→ **WHAT NEEDS TO BE DONE**:
Pictures are to be left out, and the rest of the records reproduced exactly.

→ **MATERIAL TO PROCESS**:
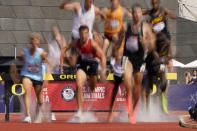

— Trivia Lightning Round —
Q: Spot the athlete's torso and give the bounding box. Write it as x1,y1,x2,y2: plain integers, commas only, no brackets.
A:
123,22,144,59
72,3,95,40
76,39,99,61
105,5,123,34
149,7,167,33
20,48,44,81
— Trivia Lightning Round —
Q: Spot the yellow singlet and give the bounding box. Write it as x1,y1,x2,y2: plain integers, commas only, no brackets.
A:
105,5,123,35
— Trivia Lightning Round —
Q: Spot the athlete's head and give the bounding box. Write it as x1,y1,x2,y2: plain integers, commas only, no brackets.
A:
152,0,160,10
111,0,120,9
132,4,143,23
79,25,89,43
85,0,93,9
30,32,41,48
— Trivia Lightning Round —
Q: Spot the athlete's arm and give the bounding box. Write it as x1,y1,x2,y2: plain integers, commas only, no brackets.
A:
41,50,48,63
60,1,80,13
61,37,77,66
18,50,25,61
163,8,176,19
101,7,108,16
95,6,106,20
91,40,106,71
142,22,156,52
55,34,67,50
122,7,132,19
142,10,149,15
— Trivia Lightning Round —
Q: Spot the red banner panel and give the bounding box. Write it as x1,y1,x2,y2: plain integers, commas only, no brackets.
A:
42,82,127,111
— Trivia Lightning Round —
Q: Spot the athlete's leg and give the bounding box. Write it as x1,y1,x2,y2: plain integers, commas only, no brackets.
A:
34,84,43,116
160,71,169,114
103,38,110,55
76,69,87,113
103,33,119,56
123,60,134,123
108,75,122,122
22,77,33,117
112,33,121,57
145,74,153,113
88,75,97,92
133,71,144,110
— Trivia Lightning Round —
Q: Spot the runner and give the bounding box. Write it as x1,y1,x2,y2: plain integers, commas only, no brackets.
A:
143,0,176,40
102,0,132,57
46,26,66,74
122,4,155,123
107,39,125,122
19,32,47,123
60,0,105,67
145,32,172,114
61,25,106,120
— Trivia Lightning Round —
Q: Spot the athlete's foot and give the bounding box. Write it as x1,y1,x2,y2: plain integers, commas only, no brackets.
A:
108,112,113,122
133,102,139,122
128,113,136,124
73,110,84,122
75,110,83,117
23,116,31,123
161,92,168,114
51,113,56,121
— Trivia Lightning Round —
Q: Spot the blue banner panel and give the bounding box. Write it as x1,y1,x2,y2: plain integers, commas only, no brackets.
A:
168,84,197,110
0,84,4,113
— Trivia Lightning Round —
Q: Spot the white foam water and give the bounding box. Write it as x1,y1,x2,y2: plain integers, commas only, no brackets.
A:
110,97,178,123
68,111,98,123
34,102,52,123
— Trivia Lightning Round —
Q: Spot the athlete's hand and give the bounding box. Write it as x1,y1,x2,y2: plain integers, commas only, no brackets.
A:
140,63,146,72
60,0,68,9
160,64,165,72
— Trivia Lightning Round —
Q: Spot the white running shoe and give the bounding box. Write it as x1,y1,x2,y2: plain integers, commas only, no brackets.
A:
51,113,56,121
23,116,31,123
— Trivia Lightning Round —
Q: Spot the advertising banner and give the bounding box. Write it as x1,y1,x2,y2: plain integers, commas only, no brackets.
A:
42,82,127,111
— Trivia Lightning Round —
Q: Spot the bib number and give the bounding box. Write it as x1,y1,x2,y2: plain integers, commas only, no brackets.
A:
126,36,139,52
109,20,120,30
153,21,165,32
27,65,41,73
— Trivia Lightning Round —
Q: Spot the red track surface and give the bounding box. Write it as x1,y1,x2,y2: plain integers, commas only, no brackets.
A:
0,112,194,131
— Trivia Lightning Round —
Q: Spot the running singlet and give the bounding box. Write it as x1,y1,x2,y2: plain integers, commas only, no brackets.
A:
105,5,123,35
123,23,145,71
71,3,95,40
76,39,99,62
149,8,167,33
20,48,44,81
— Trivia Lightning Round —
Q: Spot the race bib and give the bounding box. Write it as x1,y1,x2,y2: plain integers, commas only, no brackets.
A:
27,65,41,73
126,36,139,52
153,21,165,32
109,20,120,30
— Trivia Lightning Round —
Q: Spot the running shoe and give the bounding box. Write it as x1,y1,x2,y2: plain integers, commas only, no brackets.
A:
23,116,31,123
161,92,168,114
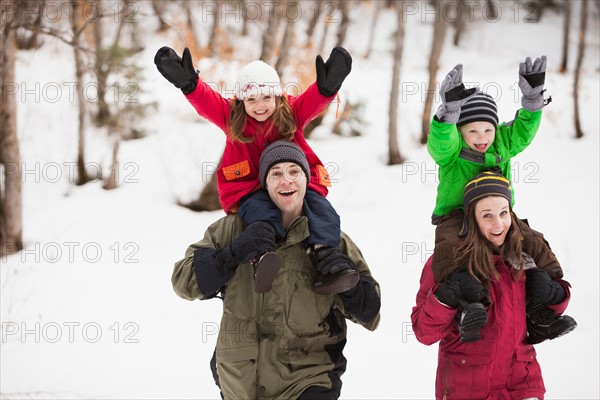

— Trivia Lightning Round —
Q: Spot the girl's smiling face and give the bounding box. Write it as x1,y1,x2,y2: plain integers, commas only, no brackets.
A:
243,94,276,122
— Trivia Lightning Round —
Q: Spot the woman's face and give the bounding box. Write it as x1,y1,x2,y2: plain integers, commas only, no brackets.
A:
243,94,277,122
474,196,512,247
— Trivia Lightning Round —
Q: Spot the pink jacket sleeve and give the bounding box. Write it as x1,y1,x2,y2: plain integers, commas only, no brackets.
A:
290,83,336,129
411,257,459,346
548,278,572,315
184,77,230,133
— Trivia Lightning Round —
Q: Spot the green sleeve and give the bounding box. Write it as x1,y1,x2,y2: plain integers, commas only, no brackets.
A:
496,108,542,158
427,116,462,167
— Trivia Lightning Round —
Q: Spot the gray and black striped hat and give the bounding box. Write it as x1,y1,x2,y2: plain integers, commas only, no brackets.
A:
457,93,499,127
259,140,310,188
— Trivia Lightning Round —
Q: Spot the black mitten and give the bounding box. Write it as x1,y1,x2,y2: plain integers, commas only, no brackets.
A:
315,47,352,97
154,47,198,94
525,268,566,305
436,267,487,307
448,268,487,303
225,222,277,265
435,281,460,308
309,246,356,275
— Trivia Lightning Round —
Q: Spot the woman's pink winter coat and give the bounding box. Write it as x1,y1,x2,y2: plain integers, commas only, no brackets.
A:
411,255,571,400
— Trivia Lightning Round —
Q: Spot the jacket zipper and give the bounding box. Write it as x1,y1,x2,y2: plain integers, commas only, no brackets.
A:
444,361,450,399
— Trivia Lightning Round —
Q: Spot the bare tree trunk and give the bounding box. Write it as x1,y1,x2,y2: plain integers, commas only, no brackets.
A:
364,0,382,58
275,15,296,77
0,21,23,256
241,0,249,36
485,0,498,20
209,0,223,57
15,0,45,50
93,2,110,127
183,0,201,53
388,1,406,165
71,0,92,185
152,0,169,32
318,14,331,57
559,0,571,73
420,0,449,144
306,1,322,44
260,2,283,64
336,0,350,48
453,0,465,46
573,0,587,139
184,157,222,212
103,137,120,190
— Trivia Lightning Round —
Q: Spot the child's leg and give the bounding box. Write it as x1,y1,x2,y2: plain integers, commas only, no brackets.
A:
303,190,358,295
516,218,564,279
524,262,577,344
434,265,489,342
237,190,284,293
432,210,466,283
238,190,286,238
302,189,340,248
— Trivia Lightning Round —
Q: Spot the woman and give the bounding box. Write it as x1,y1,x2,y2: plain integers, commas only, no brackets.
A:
411,171,574,400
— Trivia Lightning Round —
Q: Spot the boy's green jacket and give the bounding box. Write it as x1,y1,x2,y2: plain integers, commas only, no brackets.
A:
427,108,542,222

→ **RESULT**:
— Trivia Lightning Round —
Q: Spot the athlete's torso and give the bounding box. Write it as x1,y1,x2,y2: plain integers, commas only, no brackets.
A:
123,22,144,59
72,3,95,40
76,39,99,61
105,5,123,34
149,7,167,33
20,48,44,81
— Trivia Lightning Round —
Q: Spot the yellow singlet and give the bounding box. Write it as x1,y1,x2,y2: plain integers, commas only, no brackets.
A:
105,5,123,35
— Trivia Lightning Round —
Q: Spot the athlete's head and give the bounding box. Write it as x1,y1,x2,y2: plain integers, commas only, no brackets.
A:
152,0,160,10
111,0,120,9
132,4,143,23
79,25,89,43
85,0,93,9
30,32,41,48
— Trivia Lightning Round —
Q: Spot the athlete's arm and give the bounding box. Write it as x1,y1,x2,y2: plain integers, commas only, no brackets.
A:
41,50,48,63
60,1,80,13
61,37,77,66
18,50,25,61
163,8,176,19
101,7,108,16
95,6,106,20
91,40,106,71
142,22,156,52
55,34,67,50
122,7,132,19
142,10,149,15
— Trivia Lightning Round —
Q: Spot the red banner panel and give the bounding box. Write it as x1,y1,x2,y2: plain integers, commas only, no brackets.
A:
42,82,127,111
— Trivia Lightning Round —
Q: Spot the athlete's leg and give the bounding box. Write it as x1,y1,x2,y2: plain integers, commas only, no brackets.
A:
34,84,43,116
160,71,169,114
103,38,110,55
76,69,87,113
103,33,119,56
123,60,134,123
108,75,122,122
22,77,33,117
112,33,121,57
145,74,153,113
88,75,97,92
133,71,144,110
— Trivia Lightning Round —
Q: Spot the runner and give the bounding box. Write it as x1,y1,x2,y2: plain integers, commas only, no brackets.
A:
143,0,176,40
102,0,132,57
46,26,66,74
122,4,155,123
107,39,125,122
19,32,47,123
60,0,105,67
145,32,172,114
61,25,106,120
— Trivia Lightning Round —
Q: Spot the athlete's foot and give the bounding box. Write it as x1,y1,x2,y2: plain integers, commas only, no brackets.
A:
108,112,113,122
133,102,139,122
128,113,136,124
73,110,84,122
75,110,83,117
23,116,31,123
161,92,168,114
51,113,56,121
— Trivia Lightning Round —
Q: Spot the blue banner panel and give the bounding box. Write it as x1,y1,x2,y2: plain integers, commas only, no brackets.
A:
168,84,197,110
0,84,4,113
— Trivia Lightning Round —
Q: Spot the white foam water and give the bounding box. Write it as x1,y1,x2,y2: plain integers, commas only, no brackets.
A:
110,97,178,123
68,111,98,123
34,102,52,123
— Trivia Lightning Round —
Q: Spot the athlete's hand and give the bounding box. Write it as x1,y1,x2,y2: plain integers, commas only, no brackets.
A:
140,63,146,72
60,0,68,9
160,64,165,72
— Trivia Lightning Round —
Q: Spot the white running shoe and give the bounding box. Write it as x1,y1,x2,y2: plain integers, commas only, no brackets.
A:
51,113,56,121
23,116,31,123
— Trivia Lightning Round —
Q: Spot the advertising banner and give the bounding box. Write it as x1,y1,x2,y2: plain integers, commas only, no brackets.
A:
42,82,127,111
— Trivia Lightning Round —
Q: Spot the bib number and give the bounding box. Write it as x1,y1,x2,y2: plain integers, commas only, no brackets.
A:
126,36,139,52
109,20,120,30
153,21,165,32
27,65,41,73
— Trivia Lightning Round —
Q: Spot the red track surface and give the bounding box. Write it as x1,y1,x2,y2: plain integers, commas only, no brackets.
A:
0,112,194,131
— Trivia Lightning Round —
Q: Spot the running singlet and give the bounding box. Write it as x1,y1,x2,y2: plain integers, commas only, no brackets.
A:
105,5,123,35
123,23,145,71
71,3,95,40
76,39,99,62
149,8,167,33
20,48,44,81
— Trivia Lightning Round —
Q: Spot the race bib and give the bounding box. Write it as x1,y1,x2,y2: plain integers, commas only, no brackets.
A:
27,65,41,73
126,36,139,52
153,21,165,32
109,20,120,30
— Trivia Lightning Round —
Q: Spot the running shoe and give the bounding box. Write it as x1,y1,x2,y2: plain integers, commas only, no brackets.
A:
23,116,31,123
161,92,168,114

— Trivia Lightning Round —
Q: Spot the girl's smiling face and give the bounding box. Write it as x1,y1,x2,y2: plain integers, commas only, no brackets.
A:
243,94,276,122
— Trivia Lightning Round —
Q: Spot the woman's face and give the bounding box. Write it as x1,y1,x2,y2: plain integers, commas only, no brackets.
A:
243,94,277,122
474,196,512,247
— Trivia Lightning Round —
Q: Spot the pink jacket sleeve and give the bounding box. Write it as x1,y1,x2,y2: plain integers, commas only, no brackets.
A:
290,83,336,129
411,257,459,346
548,278,572,315
184,77,230,133
— Trivia Lightning Round —
Q: Spot the green sleeve and give the bounding box. Write it as x1,y1,x2,y2: plain integers, commas only, no brackets.
A:
496,108,542,158
427,116,462,167
— Trivia Lightning Round —
Q: Spot the gray and black striped hat and give the bounding box. Write it as x1,y1,x2,y2: plain integers, commas only, no brackets.
A:
457,93,499,127
259,140,310,188
— Trivia Lightning Round —
Q: Spot the black mitten and give the bounding box. Write it as x1,y1,x2,y2: plain integers, commas only, no brackets.
A:
315,47,352,97
154,47,198,94
525,268,566,305
436,267,487,307
448,268,487,303
225,222,277,265
435,281,460,308
309,246,356,275
— Trivia Lightning Round —
Q: Spot the woman's pink winter coat and give the bounding box. Write it as x1,y1,x2,y2: plain integers, commas only, no brackets.
A:
411,255,571,400
— Trivia Lightning Round —
Q: Spot the jacket zipper and give the bounding box. Write it as x1,y1,x2,y2: plain integers, commas only, no brackets.
A:
444,361,450,399
— Trivia Lightning Round —
Q: Spot the bare tree trunk and give the bounding box. Write it as x1,y1,x2,y2: plain integers, commas only, no brackets.
A:
364,0,382,58
275,15,296,77
0,21,23,256
241,0,249,36
485,0,498,20
209,0,223,57
15,0,45,50
93,2,110,127
183,0,201,53
388,1,406,165
71,0,92,185
152,0,169,32
318,14,331,57
559,0,571,73
420,0,449,144
306,1,322,44
260,2,283,64
336,0,350,48
453,0,465,46
573,0,587,139
184,157,222,212
103,137,120,190
— Trivia Lightning Round —
Q: Spot the child's leg and give the bounding box. Write it as x1,y1,x2,y2: plain integers, commas only, no brackets.
A:
303,190,358,295
516,218,564,279
524,262,577,344
434,265,489,342
237,190,284,293
432,210,466,283
238,190,286,238
302,189,340,248
— Trivia Lightning Round —
Q: Spot the woman and give the bounding box. Write it as x1,y1,x2,y2: plain integers, commas only, no brackets.
A:
411,171,574,400
— Trivia Lightning Round —
Q: Spot the boy's green jacket and give the bounding box. Write it as x1,y1,x2,y2: plain integers, commas only, no brackets.
A:
427,108,542,222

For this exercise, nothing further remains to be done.